━━ Input for this task

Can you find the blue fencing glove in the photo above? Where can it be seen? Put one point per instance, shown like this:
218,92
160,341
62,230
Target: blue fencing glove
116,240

━━━━

### Request
Render the listing above as a JSON array of strings, one string for each line and no entries for blank lines.

### Task result
[
  "Can you find the blue fencing glove in the photo above? Where can it be seen? Put one point per instance, shown like this:",
  "218,92",
  "160,341",
  "62,230",
  "Target: blue fencing glove",
  "116,240"
]